◆ Problem ◆
Within the records below, filter for lines carrying the word "rail" and copy them.

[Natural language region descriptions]
Content starts

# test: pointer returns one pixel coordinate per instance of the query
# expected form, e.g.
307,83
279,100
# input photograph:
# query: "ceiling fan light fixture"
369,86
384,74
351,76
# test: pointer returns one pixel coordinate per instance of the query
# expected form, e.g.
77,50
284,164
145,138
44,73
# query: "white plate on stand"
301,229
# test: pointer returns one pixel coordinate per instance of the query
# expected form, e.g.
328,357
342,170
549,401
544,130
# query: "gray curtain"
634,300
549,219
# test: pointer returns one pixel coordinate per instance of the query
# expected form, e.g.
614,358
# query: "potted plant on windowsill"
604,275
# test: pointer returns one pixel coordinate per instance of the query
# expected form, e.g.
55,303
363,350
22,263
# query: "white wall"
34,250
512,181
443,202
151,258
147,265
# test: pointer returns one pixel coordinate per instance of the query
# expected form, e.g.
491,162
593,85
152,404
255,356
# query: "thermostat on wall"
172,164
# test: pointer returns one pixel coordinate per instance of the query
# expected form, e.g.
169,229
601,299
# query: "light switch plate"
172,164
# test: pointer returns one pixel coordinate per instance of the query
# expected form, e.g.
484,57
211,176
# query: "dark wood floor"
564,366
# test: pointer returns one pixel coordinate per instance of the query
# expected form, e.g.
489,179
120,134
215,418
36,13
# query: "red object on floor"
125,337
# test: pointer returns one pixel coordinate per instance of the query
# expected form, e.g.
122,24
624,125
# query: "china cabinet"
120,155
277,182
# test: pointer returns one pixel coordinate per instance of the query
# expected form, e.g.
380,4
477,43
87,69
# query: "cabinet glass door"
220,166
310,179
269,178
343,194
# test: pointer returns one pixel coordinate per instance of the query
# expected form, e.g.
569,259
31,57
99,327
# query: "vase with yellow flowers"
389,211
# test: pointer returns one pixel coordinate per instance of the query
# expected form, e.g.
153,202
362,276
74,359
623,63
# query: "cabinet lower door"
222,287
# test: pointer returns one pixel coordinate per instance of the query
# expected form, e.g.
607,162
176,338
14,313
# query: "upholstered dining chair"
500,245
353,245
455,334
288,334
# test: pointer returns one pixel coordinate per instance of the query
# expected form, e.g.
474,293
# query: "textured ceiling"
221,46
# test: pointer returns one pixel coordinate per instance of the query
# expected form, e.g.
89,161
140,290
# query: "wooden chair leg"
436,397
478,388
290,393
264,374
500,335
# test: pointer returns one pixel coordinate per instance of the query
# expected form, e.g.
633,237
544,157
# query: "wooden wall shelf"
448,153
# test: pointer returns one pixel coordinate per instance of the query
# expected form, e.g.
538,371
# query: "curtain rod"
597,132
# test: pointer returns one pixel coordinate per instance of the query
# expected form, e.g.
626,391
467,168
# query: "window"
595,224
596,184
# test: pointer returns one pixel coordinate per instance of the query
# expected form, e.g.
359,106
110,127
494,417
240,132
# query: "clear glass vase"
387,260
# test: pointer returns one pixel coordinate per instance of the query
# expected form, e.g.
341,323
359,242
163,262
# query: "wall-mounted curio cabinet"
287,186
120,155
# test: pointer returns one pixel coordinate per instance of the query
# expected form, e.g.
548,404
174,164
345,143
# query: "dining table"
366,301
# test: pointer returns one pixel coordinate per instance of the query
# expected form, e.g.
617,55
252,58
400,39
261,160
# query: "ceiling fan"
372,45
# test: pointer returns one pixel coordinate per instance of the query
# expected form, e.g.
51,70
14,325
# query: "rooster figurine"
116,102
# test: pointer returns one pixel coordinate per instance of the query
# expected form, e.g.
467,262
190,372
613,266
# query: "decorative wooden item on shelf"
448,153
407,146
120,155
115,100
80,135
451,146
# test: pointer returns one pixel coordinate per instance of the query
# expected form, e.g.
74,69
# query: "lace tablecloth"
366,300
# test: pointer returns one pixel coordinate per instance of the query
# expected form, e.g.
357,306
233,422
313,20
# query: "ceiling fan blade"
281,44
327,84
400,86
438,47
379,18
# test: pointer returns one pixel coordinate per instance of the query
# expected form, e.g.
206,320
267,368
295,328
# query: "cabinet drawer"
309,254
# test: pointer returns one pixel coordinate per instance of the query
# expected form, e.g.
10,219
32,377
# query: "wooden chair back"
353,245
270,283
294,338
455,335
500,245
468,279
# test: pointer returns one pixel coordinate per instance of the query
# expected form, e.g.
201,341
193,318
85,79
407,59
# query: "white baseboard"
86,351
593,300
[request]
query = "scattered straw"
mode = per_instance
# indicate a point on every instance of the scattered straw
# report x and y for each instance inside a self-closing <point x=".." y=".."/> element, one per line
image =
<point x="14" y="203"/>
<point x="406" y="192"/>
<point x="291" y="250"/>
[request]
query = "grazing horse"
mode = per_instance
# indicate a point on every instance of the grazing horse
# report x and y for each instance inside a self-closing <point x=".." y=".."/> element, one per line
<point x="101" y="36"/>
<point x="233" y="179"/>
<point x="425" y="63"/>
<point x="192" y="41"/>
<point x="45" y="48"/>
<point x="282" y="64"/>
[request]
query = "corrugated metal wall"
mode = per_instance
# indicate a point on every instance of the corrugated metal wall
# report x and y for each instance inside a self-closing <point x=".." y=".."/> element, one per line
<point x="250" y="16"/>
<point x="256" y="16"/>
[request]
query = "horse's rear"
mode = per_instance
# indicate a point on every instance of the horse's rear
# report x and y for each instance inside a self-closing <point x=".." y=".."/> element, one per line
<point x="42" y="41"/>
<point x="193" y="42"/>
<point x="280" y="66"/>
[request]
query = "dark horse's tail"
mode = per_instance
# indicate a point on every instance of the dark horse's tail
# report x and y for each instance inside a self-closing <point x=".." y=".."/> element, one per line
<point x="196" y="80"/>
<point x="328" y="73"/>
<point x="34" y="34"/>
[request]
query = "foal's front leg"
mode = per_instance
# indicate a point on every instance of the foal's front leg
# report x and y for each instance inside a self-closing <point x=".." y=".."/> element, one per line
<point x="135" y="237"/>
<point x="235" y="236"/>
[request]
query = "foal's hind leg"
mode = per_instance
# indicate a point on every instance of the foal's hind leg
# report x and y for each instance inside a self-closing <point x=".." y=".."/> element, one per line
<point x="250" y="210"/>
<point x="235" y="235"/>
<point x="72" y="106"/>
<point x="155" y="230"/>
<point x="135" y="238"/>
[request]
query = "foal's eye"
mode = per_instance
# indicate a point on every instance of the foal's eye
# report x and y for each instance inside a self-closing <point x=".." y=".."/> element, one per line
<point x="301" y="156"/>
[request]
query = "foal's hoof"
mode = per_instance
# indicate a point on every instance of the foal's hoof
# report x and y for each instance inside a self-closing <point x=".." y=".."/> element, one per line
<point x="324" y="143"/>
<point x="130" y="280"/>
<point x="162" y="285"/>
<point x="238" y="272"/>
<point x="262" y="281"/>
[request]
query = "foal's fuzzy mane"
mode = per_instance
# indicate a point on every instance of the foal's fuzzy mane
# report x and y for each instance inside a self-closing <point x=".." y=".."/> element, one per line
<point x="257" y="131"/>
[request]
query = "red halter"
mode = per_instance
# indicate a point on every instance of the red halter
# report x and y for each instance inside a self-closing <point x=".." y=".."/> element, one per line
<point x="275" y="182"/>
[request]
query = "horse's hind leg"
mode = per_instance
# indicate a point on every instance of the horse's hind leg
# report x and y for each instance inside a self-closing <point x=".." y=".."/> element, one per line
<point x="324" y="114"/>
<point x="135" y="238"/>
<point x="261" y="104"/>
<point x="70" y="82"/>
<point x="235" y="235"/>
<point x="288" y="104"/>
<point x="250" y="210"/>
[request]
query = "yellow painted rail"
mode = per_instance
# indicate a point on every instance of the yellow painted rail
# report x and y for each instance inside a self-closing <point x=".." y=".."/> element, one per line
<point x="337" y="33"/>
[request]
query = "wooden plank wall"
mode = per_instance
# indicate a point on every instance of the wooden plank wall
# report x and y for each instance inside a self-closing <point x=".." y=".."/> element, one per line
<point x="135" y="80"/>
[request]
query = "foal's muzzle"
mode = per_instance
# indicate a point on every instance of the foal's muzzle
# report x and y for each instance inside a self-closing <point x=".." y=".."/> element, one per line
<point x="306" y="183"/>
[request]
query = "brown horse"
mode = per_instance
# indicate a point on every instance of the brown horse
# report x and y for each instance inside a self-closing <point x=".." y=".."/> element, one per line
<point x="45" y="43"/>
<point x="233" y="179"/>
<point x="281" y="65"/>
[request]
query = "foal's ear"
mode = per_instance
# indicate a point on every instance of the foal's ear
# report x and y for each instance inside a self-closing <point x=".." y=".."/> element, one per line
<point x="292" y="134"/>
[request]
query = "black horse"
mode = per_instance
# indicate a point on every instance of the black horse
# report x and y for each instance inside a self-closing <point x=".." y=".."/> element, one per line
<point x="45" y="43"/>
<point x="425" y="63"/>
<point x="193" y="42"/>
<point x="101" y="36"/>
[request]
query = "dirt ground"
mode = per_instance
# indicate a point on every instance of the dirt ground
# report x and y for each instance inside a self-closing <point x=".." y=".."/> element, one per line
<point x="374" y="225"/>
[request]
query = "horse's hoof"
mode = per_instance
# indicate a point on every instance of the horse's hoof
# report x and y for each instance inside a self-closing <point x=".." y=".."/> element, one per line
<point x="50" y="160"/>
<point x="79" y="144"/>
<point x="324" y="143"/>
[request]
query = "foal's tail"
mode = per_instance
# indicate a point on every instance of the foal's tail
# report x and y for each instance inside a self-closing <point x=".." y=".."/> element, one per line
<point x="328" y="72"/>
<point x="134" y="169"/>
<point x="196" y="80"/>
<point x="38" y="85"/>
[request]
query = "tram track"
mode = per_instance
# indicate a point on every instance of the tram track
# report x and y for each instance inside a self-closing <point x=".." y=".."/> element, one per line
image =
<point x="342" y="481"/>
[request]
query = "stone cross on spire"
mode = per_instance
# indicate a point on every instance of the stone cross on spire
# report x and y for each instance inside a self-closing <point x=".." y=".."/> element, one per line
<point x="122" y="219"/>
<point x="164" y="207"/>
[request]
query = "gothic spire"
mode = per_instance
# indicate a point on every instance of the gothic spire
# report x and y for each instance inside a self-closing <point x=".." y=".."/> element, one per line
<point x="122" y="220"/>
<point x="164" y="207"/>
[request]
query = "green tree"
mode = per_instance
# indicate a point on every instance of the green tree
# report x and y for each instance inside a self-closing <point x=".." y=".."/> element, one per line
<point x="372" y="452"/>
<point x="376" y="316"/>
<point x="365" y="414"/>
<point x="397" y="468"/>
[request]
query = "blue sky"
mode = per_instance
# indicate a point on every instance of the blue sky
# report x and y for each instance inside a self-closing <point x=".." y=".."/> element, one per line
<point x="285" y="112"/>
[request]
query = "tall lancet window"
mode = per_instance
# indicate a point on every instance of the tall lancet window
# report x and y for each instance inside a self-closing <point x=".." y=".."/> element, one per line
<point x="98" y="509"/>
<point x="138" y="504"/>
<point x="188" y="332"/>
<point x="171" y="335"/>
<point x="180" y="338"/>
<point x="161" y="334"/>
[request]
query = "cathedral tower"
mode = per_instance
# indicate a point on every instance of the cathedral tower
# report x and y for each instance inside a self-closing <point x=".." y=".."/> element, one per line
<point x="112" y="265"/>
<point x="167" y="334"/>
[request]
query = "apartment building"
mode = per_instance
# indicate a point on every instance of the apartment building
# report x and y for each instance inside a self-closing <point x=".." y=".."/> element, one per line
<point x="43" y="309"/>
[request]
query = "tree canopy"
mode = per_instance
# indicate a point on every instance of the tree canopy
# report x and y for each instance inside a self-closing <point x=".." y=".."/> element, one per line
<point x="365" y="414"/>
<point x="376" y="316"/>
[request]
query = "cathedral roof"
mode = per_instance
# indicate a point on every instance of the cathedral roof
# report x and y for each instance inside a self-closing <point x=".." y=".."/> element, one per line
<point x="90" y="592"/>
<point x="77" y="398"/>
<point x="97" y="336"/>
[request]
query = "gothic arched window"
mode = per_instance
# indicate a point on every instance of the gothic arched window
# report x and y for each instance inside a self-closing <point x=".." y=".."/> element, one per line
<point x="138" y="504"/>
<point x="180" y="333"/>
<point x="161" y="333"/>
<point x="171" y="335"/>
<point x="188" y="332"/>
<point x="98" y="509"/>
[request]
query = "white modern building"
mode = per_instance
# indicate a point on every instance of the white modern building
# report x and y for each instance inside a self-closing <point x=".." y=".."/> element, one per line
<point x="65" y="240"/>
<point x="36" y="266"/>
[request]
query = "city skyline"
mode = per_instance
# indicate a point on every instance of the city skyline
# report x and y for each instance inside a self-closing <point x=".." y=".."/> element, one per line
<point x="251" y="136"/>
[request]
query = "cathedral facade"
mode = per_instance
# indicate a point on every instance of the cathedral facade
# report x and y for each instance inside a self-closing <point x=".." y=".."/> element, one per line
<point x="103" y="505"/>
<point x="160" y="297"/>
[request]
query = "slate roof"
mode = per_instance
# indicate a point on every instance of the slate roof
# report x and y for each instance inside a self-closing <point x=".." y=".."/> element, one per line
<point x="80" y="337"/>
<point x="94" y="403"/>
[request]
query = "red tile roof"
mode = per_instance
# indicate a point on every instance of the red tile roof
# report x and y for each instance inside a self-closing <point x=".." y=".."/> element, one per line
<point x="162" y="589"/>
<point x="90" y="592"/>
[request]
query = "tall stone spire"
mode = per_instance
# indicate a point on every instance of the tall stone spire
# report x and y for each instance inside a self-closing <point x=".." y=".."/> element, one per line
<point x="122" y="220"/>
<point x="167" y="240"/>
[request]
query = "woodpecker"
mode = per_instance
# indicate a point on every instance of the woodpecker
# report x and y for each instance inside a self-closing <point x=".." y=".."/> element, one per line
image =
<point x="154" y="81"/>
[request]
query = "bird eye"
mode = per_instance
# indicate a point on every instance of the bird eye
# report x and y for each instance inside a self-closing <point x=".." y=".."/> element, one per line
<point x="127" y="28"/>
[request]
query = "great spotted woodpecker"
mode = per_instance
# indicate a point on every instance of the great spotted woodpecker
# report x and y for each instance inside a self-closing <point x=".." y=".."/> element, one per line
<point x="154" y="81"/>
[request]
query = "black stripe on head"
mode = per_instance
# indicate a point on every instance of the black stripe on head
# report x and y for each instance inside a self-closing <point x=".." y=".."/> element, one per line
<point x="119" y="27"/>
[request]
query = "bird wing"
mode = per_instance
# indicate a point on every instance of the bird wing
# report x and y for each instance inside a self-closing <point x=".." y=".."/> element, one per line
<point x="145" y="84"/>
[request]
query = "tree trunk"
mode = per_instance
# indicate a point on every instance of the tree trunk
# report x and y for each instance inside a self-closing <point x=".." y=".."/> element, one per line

Content ends

◆ Answer box ◆
query = "yellow painted rail"
# indicate a point on every instance of the yellow painted rail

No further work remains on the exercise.